## Page excerpt
POEMS FOR IMPENDING DOOM began as a semi-clear concept:
the world is pretty fucked right now - let's write some poems about how we would do it if we could do it all again.
Our conceptual prompts were poetic in nature; ones that asked what the world would look like without well-established concepts like borders and institutions; things that are currently under fire in most arts and critical publications and media. We also considered the idea that our future(s) would require more rebuilding than dismantling.
To supplement the focus on world-building and preparing for our respective futures and futurisms, we asked four artists– Arielle Twist, Camila Salcedo, Camille Rojas, and Madeleine Scott– to create art in pairs, whatever that meant to them and their practices. They (Arielle & Camila, Maddie & Camille) also documented their processes of collaboration and making, as a way to root the finished works in a history of their own.
This original concept quickly spidered outward and inward after speaking with the artists about their ideas surrounding the framework. They had different perspectives about what it means to start over, and how productive it is to completely rebuild and reimagine without stopping to first take stock of what has occurred in the past. An obstacle became clear: What is re-imagining? What if we need to re-imagine the way we think about imagining. What does this “re” suggest for those of us that have been “re”-moved from the canon, “re”-stricted from aesthetic optimism, “re”-strained from claiming rightful “re”-cognition? In this sense, to re-imagine a future is to further other. It is to suggest there was no past, no deep and richly crafted ancestral lineage that led to this moment. It is the opposite of assertion; an acceptance of the erasure of colonial history. Following this, we no longer felt the need to hold onto the same notions of rebuilding that we first considered.
The impending doom feels real when a path to some kind of serenity begins with writing a love letter to the place you were born and calling it homeland, as if suggesting a distance from it. Realizing that some of us are lucky enough to know our homelands in a sweet way, without crying for them, while some of us think about homeland with both the “then” and “now”; and oftentimes the “now” is a fearful and contentious and uncertain place.
To rise it seems integral to root. Whether that means cultivating love, a home, or drawing on the strength and knowledge of predecessors; all of the works that were created are in a way, totally rooted in the past. This makes sense, since the healing has to come from somewhere. It’s clear that in order to build a future we need a foundation to refer back to. We cannot rebuild as if history has not lead us to where we currently situate. So we write poems, we express love, we respect the past and honour those who came before us. We even arm ourselves with our precious histories, so that we may dance wildly into the jaws of the future; confront the precarity of technology and information, the toxic force of egos, the disease of apathy.
We build on the worlds that have been constantly built on and on and on because of (past) care and (past) love and (past) survival and (past) trauma and (ongoing) healing.

Stored data
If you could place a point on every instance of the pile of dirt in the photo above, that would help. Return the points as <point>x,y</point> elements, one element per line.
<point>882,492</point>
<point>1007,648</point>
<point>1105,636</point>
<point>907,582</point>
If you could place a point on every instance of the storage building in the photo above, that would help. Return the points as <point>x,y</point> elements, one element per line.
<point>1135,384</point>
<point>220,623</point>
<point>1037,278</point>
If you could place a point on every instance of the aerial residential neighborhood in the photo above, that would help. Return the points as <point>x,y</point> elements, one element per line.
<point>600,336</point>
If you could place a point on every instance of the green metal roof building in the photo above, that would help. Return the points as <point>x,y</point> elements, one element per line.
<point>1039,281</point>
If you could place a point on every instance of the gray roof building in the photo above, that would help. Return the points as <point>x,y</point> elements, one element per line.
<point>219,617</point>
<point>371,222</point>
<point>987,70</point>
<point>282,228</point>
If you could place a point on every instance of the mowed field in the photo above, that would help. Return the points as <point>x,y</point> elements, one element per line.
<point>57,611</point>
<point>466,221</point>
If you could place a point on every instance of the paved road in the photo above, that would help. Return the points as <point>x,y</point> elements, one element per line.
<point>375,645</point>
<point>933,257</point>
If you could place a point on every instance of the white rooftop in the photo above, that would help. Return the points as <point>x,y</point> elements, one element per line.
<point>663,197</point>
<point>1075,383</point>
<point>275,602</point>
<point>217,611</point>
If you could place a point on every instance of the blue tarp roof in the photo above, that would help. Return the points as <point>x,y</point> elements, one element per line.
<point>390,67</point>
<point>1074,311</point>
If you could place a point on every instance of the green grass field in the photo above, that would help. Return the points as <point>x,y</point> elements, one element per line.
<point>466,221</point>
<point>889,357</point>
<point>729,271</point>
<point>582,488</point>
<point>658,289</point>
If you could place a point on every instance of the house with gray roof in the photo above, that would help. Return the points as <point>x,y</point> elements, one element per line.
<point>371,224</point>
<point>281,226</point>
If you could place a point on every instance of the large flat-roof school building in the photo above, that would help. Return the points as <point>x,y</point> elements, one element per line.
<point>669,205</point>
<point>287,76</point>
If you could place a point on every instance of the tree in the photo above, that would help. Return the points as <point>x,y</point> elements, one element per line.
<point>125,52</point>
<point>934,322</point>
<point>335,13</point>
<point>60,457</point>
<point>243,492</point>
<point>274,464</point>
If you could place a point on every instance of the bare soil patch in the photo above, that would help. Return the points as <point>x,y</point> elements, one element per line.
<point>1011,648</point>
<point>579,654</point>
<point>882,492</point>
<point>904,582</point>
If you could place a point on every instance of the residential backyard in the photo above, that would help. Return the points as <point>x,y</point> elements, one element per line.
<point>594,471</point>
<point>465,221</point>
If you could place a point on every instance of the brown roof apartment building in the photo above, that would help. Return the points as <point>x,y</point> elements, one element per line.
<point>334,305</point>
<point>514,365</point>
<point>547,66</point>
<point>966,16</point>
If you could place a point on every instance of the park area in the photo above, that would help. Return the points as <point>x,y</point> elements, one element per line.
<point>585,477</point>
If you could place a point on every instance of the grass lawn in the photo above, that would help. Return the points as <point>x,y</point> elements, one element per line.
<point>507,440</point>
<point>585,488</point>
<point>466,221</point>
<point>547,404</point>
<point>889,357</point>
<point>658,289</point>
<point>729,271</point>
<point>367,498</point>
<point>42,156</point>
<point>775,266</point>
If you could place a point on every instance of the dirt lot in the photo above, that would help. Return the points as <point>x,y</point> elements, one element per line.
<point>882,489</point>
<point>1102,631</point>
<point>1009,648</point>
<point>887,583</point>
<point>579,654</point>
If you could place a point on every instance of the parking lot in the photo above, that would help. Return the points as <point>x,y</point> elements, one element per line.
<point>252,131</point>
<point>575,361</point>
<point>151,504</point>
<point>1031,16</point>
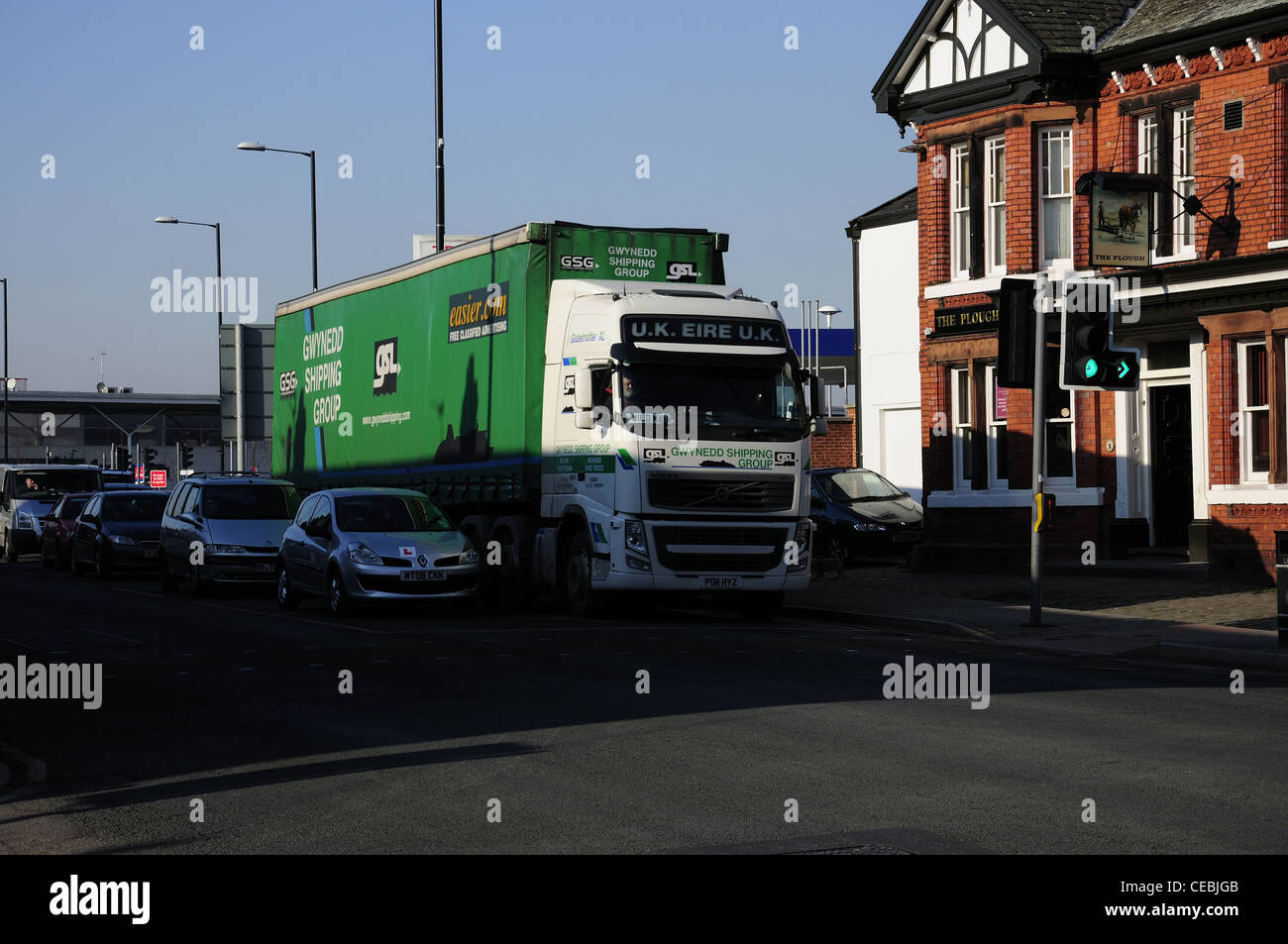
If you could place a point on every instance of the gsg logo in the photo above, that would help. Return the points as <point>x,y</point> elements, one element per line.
<point>386,367</point>
<point>682,271</point>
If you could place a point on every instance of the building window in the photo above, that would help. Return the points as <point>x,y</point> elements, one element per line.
<point>962,443</point>
<point>958,168</point>
<point>999,467</point>
<point>1253,412</point>
<point>995,205</point>
<point>1060,443</point>
<point>1183,178</point>
<point>1146,162</point>
<point>1055,220</point>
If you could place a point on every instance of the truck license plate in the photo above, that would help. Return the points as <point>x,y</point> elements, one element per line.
<point>423,575</point>
<point>720,582</point>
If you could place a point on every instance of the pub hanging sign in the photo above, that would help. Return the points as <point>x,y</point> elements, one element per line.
<point>960,321</point>
<point>1121,218</point>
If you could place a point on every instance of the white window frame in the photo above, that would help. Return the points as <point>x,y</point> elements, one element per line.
<point>958,207</point>
<point>996,430</point>
<point>1072,421</point>
<point>995,201</point>
<point>956,424</point>
<point>1183,153</point>
<point>1052,189</point>
<point>1245,474</point>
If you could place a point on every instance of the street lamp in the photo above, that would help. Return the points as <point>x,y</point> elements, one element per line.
<point>313,184</point>
<point>219,316</point>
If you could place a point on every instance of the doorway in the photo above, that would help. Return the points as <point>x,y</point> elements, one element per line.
<point>1171,465</point>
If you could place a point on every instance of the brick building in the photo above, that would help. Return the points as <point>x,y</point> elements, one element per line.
<point>1016,107</point>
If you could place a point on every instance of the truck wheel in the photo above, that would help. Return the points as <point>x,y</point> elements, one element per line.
<point>578,590</point>
<point>760,605</point>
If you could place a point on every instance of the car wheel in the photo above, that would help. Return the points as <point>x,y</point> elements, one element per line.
<point>102,565</point>
<point>196,584</point>
<point>286,595</point>
<point>336,596</point>
<point>578,591</point>
<point>167,579</point>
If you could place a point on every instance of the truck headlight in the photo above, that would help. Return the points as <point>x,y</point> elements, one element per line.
<point>635,537</point>
<point>361,554</point>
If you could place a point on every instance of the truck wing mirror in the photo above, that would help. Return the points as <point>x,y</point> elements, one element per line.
<point>584,393</point>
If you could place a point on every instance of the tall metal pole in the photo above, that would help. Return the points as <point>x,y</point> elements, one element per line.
<point>1042,304</point>
<point>5,281</point>
<point>313,178</point>
<point>439,226</point>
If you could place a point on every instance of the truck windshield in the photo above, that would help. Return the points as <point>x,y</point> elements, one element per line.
<point>759,402</point>
<point>46,483</point>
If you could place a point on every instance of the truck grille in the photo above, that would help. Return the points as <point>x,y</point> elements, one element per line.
<point>715,550</point>
<point>721,492</point>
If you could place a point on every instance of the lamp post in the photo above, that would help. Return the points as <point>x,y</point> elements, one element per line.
<point>219,322</point>
<point>313,183</point>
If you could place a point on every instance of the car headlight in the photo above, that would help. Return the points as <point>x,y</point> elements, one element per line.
<point>361,554</point>
<point>635,537</point>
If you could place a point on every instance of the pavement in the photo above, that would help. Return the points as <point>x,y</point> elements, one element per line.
<point>1147,614</point>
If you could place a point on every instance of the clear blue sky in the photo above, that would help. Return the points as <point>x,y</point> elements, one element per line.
<point>778,149</point>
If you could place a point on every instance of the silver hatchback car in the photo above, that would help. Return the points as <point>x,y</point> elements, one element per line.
<point>374,544</point>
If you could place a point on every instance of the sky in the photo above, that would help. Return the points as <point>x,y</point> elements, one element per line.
<point>110,117</point>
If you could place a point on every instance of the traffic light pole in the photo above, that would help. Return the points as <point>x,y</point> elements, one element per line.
<point>1042,304</point>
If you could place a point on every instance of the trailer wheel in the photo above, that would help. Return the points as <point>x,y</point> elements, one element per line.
<point>578,590</point>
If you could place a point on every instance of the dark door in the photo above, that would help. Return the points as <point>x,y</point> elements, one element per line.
<point>1171,465</point>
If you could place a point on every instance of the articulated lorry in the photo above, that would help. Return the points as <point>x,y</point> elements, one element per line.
<point>592,406</point>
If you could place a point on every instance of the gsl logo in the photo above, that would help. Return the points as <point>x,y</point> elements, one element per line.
<point>386,367</point>
<point>682,271</point>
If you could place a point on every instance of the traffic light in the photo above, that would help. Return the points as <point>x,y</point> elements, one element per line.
<point>1089,360</point>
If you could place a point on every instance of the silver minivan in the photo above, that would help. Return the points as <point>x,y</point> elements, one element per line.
<point>29,492</point>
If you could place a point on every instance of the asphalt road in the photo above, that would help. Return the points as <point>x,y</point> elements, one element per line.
<point>231,702</point>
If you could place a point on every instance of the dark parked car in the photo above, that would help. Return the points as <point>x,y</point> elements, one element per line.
<point>859,514</point>
<point>117,531</point>
<point>55,530</point>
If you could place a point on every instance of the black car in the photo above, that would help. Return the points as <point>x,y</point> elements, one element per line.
<point>119,531</point>
<point>859,514</point>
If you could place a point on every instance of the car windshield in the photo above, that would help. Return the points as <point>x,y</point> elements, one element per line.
<point>249,502</point>
<point>858,484</point>
<point>730,402</point>
<point>141,506</point>
<point>72,507</point>
<point>46,483</point>
<point>375,513</point>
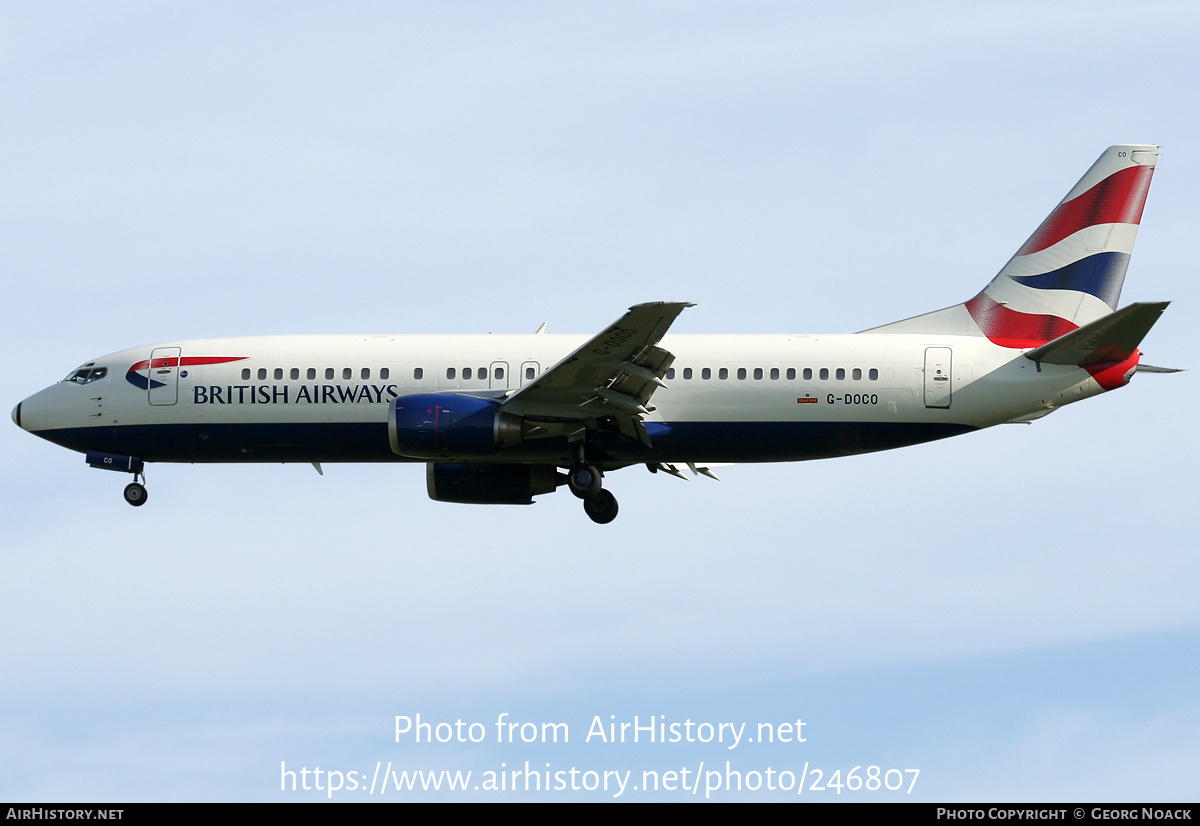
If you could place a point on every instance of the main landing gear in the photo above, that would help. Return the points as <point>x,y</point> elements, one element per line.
<point>586,482</point>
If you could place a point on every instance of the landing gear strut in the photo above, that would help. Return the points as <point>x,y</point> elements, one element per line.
<point>586,483</point>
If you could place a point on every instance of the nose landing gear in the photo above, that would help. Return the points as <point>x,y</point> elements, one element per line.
<point>136,491</point>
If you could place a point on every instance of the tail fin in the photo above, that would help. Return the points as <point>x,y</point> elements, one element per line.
<point>1071,270</point>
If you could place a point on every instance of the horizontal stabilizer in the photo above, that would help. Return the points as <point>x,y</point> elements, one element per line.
<point>1113,337</point>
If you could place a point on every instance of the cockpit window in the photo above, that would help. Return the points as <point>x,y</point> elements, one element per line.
<point>87,373</point>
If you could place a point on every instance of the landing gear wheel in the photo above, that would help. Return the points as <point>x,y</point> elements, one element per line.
<point>136,494</point>
<point>585,482</point>
<point>601,508</point>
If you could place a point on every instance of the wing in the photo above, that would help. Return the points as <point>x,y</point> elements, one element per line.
<point>610,377</point>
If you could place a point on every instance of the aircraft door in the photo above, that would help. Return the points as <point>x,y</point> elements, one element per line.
<point>939,379</point>
<point>163,384</point>
<point>498,376</point>
<point>529,371</point>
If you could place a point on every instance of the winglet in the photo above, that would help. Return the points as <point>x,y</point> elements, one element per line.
<point>1114,337</point>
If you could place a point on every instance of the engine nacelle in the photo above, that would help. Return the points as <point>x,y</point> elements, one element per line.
<point>489,484</point>
<point>445,425</point>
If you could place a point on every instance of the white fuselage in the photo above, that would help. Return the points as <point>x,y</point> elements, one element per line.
<point>729,397</point>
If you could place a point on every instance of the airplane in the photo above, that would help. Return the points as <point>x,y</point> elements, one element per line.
<point>499,419</point>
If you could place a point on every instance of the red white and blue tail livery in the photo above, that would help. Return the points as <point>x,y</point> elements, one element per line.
<point>498,419</point>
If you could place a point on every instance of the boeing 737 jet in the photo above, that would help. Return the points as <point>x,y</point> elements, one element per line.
<point>498,419</point>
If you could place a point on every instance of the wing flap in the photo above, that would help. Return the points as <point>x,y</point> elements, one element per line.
<point>613,375</point>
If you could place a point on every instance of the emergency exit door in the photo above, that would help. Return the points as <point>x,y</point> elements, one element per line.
<point>939,378</point>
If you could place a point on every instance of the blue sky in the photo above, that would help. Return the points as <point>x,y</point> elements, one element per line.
<point>1013,612</point>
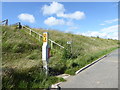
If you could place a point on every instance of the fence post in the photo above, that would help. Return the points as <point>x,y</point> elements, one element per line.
<point>39,37</point>
<point>51,44</point>
<point>19,25</point>
<point>30,31</point>
<point>6,22</point>
<point>45,52</point>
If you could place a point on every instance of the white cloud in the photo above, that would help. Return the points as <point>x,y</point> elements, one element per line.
<point>51,21</point>
<point>53,8</point>
<point>76,15</point>
<point>26,17</point>
<point>109,21</point>
<point>109,32</point>
<point>59,10</point>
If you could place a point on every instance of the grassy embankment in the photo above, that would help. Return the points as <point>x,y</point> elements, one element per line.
<point>21,56</point>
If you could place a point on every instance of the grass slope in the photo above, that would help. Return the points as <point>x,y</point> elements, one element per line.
<point>21,56</point>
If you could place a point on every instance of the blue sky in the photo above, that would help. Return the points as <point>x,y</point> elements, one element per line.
<point>86,18</point>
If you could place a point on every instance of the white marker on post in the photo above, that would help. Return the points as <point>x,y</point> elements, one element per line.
<point>45,51</point>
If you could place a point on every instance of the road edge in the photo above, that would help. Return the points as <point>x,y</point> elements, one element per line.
<point>85,67</point>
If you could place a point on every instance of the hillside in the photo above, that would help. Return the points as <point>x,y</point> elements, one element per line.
<point>21,56</point>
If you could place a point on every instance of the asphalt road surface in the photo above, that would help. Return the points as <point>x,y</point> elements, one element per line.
<point>103,74</point>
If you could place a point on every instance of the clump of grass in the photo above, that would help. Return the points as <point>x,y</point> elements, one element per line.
<point>33,78</point>
<point>18,45</point>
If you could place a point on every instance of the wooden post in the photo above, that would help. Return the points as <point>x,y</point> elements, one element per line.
<point>39,37</point>
<point>6,22</point>
<point>30,31</point>
<point>45,52</point>
<point>51,45</point>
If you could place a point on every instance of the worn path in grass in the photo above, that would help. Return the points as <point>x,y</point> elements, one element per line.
<point>103,74</point>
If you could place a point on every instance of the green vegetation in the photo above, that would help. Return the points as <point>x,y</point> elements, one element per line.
<point>21,56</point>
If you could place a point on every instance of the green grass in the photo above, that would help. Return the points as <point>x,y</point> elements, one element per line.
<point>21,56</point>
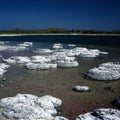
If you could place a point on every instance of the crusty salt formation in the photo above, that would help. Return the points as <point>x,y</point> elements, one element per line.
<point>81,88</point>
<point>105,71</point>
<point>3,68</point>
<point>101,114</point>
<point>31,107</point>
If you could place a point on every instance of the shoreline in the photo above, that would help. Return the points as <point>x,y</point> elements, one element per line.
<point>11,35</point>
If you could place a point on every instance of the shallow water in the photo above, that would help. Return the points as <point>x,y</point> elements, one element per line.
<point>59,83</point>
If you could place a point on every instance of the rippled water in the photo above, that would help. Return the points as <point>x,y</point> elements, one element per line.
<point>59,82</point>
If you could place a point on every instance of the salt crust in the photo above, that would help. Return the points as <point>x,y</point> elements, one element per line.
<point>101,114</point>
<point>81,88</point>
<point>105,71</point>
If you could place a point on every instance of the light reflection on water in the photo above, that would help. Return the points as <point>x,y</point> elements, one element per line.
<point>59,82</point>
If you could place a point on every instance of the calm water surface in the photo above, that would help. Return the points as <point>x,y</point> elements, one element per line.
<point>59,82</point>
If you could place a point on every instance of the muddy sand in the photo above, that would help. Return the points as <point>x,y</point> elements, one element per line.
<point>59,83</point>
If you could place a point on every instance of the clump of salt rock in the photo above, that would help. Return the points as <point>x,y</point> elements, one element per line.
<point>105,71</point>
<point>81,88</point>
<point>31,107</point>
<point>17,59</point>
<point>40,66</point>
<point>101,114</point>
<point>116,102</point>
<point>3,68</point>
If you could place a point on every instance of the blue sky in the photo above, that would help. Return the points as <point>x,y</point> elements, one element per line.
<point>68,14</point>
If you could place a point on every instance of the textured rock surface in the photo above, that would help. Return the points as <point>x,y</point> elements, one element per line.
<point>31,107</point>
<point>105,71</point>
<point>81,88</point>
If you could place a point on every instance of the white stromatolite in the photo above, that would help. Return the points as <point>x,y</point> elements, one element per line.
<point>101,114</point>
<point>105,71</point>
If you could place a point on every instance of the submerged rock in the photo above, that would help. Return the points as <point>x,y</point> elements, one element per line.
<point>116,102</point>
<point>31,107</point>
<point>57,46</point>
<point>3,68</point>
<point>105,71</point>
<point>17,59</point>
<point>42,51</point>
<point>81,88</point>
<point>101,114</point>
<point>67,63</point>
<point>40,66</point>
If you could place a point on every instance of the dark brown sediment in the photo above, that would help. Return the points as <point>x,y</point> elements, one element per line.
<point>59,83</point>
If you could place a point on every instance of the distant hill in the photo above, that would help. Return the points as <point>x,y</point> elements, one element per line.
<point>57,31</point>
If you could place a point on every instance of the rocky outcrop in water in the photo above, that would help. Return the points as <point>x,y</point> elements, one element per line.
<point>31,107</point>
<point>101,114</point>
<point>105,71</point>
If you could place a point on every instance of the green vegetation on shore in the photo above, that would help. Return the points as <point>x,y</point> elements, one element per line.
<point>57,31</point>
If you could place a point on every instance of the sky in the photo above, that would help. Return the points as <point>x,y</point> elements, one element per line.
<point>67,14</point>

## Task requirements
a) In the Poems for Impending Doom introduction, what did the paired artists document besides creating their art?
b) Quote the Poems for Impending Doom introduction from "Our conceptual prompts" to "of their own.".
Rely only on the text itself.

## Answer set
a) They documented their processes of collaboration and making.

b)
Our conceptual prompts were poetic in nature; ones that asked what the world would look like without well-established concepts like borders and institutions; things that are currently under fire in most arts and critical publications and media. We also considered the idea that our future(s) would require more rebuilding than dismantling.
To supplement the focus on world-building and preparing for our respective futures and futurisms, we asked four artists– Arielle Twist, Camila Salcedo, Camille Rojas, and Madeleine Scott– to create art in pairs, whatever that meant to them and their practices. They (Arielle & Camila, Maddie & Camille) also documented their processes of collaboration and making, as a way to root the finished works in a history of their own.